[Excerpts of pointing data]
::::::

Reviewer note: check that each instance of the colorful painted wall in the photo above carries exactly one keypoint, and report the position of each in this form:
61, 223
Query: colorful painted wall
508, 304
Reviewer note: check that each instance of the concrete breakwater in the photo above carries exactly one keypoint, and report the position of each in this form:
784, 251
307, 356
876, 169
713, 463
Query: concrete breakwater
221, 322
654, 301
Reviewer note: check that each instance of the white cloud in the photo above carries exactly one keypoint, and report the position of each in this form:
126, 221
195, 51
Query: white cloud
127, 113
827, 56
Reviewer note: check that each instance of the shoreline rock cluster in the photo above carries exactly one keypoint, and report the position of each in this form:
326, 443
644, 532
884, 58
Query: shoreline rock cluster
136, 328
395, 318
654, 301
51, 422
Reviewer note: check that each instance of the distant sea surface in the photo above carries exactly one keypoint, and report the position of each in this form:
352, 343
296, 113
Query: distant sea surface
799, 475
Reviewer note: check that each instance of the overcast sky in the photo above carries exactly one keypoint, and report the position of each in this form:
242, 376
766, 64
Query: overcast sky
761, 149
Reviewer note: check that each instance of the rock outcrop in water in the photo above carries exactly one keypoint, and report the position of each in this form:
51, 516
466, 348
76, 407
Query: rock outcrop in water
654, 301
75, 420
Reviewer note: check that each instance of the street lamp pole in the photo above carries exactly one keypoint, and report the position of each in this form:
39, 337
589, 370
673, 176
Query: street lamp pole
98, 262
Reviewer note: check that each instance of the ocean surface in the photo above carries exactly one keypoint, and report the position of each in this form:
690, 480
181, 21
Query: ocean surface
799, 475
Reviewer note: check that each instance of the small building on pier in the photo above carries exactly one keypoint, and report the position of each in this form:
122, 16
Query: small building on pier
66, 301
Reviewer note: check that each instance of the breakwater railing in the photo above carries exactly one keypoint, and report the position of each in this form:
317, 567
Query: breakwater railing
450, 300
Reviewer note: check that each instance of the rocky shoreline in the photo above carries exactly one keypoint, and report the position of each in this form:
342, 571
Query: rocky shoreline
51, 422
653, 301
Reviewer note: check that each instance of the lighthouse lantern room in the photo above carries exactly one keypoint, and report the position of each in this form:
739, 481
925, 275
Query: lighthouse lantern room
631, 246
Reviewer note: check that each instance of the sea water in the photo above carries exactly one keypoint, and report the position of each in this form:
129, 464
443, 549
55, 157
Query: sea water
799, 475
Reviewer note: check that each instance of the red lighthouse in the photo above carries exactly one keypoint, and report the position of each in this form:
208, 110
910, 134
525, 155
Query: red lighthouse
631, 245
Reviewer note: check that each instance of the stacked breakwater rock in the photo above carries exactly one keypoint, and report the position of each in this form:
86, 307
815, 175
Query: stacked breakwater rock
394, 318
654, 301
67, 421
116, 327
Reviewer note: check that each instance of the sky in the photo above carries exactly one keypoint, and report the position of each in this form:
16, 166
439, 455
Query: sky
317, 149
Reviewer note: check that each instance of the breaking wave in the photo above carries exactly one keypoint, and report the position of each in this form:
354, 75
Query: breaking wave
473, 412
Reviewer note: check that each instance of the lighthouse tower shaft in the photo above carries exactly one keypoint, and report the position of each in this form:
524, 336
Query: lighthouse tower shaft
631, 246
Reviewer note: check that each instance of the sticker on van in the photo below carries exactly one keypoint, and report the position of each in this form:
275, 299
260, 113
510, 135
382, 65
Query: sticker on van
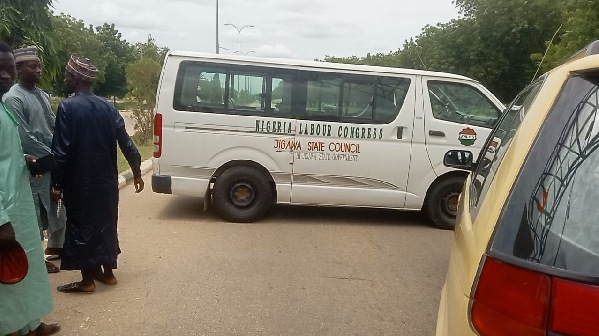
467, 137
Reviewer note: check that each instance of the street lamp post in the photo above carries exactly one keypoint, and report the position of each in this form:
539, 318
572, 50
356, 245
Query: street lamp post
217, 46
239, 33
244, 54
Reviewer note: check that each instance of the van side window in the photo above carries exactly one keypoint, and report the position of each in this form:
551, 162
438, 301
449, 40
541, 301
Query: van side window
497, 144
352, 98
247, 92
390, 95
232, 89
281, 94
461, 103
200, 89
323, 96
358, 101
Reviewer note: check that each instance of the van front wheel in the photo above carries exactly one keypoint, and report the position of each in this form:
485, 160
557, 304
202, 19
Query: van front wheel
242, 194
442, 203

::::::

* **SET EXERCISE**
Rewrite every line of the records above as a numbered list, skipping any blank lines. Don't include the pictures in your answer.

* **WORKED ANSWER**
1. Reviewer note: check that each instance of the colorful painted wall in the photo above carries exactly one keypoint, and report the position of each in this form:
2. 61, 223
3. Query: colorful painted wall
4. 508, 304
5. Reviewer note: check that each instance of the concrete breakwater in the photo above carries exactly one keypoint, and report the position of each in this form:
6. 784, 251
7. 307, 356
8. 876, 169
9. 713, 463
10. Query: concrete breakwater
11. 221, 322
12. 654, 301
13. Reviewer note: check that each instance of the white cloud in the photo above carries exactly one keypoint, and report the position of each in this form:
14. 126, 221
15. 195, 51
16. Query: white cloud
17. 127, 113
18. 827, 56
19. Reviewer note: check that each instance of the shoreline rock cluster in the photo above carries exactly one keypoint, and report the position of each in this form:
20. 326, 443
21. 644, 532
22. 884, 58
23. Query: shoreline rock cluster
24. 136, 328
25. 395, 318
26. 654, 301
27. 51, 422
28. Reviewer note: check that each instance of the distant sea surface in the photo above carries exactly one keypoint, and report the position of each in this form:
29. 352, 343
30. 296, 113
31. Query: distant sea surface
32. 799, 475
33. Reviewer note: check that each instance of the overcast sky in the photo above carries exactly one keypoint, and report the position of each in this form:
34. 242, 376
35. 766, 64
36. Query: overcast sky
37. 761, 149
38. Reviewer note: check that each instance of the rock outcrop in water in the photo above carries exactly one keypoint, and report the position of each in this form:
39. 51, 516
40. 466, 348
41. 76, 407
42. Query: rock outcrop in water
43. 654, 301
44. 75, 420
45. Reviewer note: check that each instance of the street lamp pole in the photo above carries exactly one keypoint, and report the position of each in this form:
46. 39, 337
47. 589, 370
48. 673, 176
49. Query: street lamp pole
50. 98, 262
51. Reviewer note: check that each instance of the ocean surface in the photo above carries exactly one keypoint, and report the position of each in this form:
52. 690, 480
53. 181, 21
54. Query: ocean surface
55. 799, 475
56. Reviewer note: check that each instance of the small building on pier in the photo above carries exactly one keypoint, and report the position of each in this form:
57. 122, 16
58. Query: small building on pier
59. 66, 301
60. Reviewer note: check that each instance of the breakwater railing in the photo above carries exactly one keypoint, and report the position of each in this form:
61. 317, 567
62. Query: breakwater railing
63. 450, 300
64. Reviewer note: check that each instance of the rocky shoreline in the photo above carries exactly one keypoint, and report the position of each in this form:
65. 342, 571
66. Query: rocky shoreline
67. 51, 422
68. 653, 301
69. Reviewer note: check that each instance of the lighthouse lantern room in the photo above carries exactly one keypoint, and report the position of each in this form:
70. 739, 481
71. 925, 275
72. Query: lighthouse lantern room
73. 631, 246
74. Reviewer note: check that each instance of the sea water in the photo above carries exactly one keypoint, and report the position of each in this form:
75. 129, 464
76. 443, 549
77. 55, 157
78. Query: sea water
79. 799, 475
80. Reviewer note: check that each instance of the red lighthouse in the photo above carries exactly one keypoint, and report the position of each in this form:
81. 208, 110
82. 910, 134
83. 525, 155
84. Query: red lighthouse
85. 631, 245
86. Reviewer note: check that each instance of the stacked breakwater rock in the photo above carries exactly one keypoint, and report the position of each in this form:
87. 86, 307
88. 815, 175
89. Query: stacked breakwater rock
90. 394, 318
91. 654, 301
92. 67, 421
93. 116, 327
94. Reviewer note: check that each instance of the sky in the photo above carries exactly one keypoint, and report the position of each in this form:
95. 16, 166
96. 439, 455
97. Query: sky
98. 317, 149
99. Reviewer note: check that each instance of the breaking wave in the photo above carries exactly one keypoint, and report the position of each in this form:
100. 354, 75
101. Query: breaking wave
102. 473, 412
103. Reviewer note: check that each instance of the lighthouse tower shaft in the photo above carries exactly one keypoint, and report the position of each in this form:
104. 524, 336
105. Query: lighthouse tower shaft
106. 631, 246
107. Reviewer note: check that each instance of the sticker on van in the photo below carries exactly one keypoint, and report the position of each in this form:
108. 275, 299
109. 260, 113
110. 510, 135
111. 382, 65
112. Query: sticker on van
113. 467, 137
114. Reviewer note: check that each instance of the street lamp post in the photo above carries exactly one keypoint, and report the position of each in this form:
115. 539, 318
116. 572, 50
117. 356, 245
118. Query: street lamp post
119. 217, 46
120. 239, 33
121. 244, 54
122. Reviewer note: check that each instance of the van side window in the photo above carries exactly one keypoint, and report the position of each in this form:
123. 551, 162
124. 438, 301
125. 449, 40
126. 541, 301
127. Query: van side window
128. 497, 144
129. 352, 98
130. 247, 92
131. 390, 95
132. 232, 89
133. 281, 94
134. 461, 103
135. 200, 89
136. 323, 96
137. 358, 101
138. Reviewer note: check that each instance of the van front wheel in the photo above carries exactly one keypoint, and report the position of each in this form:
139. 485, 160
140. 557, 304
141. 202, 19
142. Query: van front wheel
143. 242, 194
144. 442, 203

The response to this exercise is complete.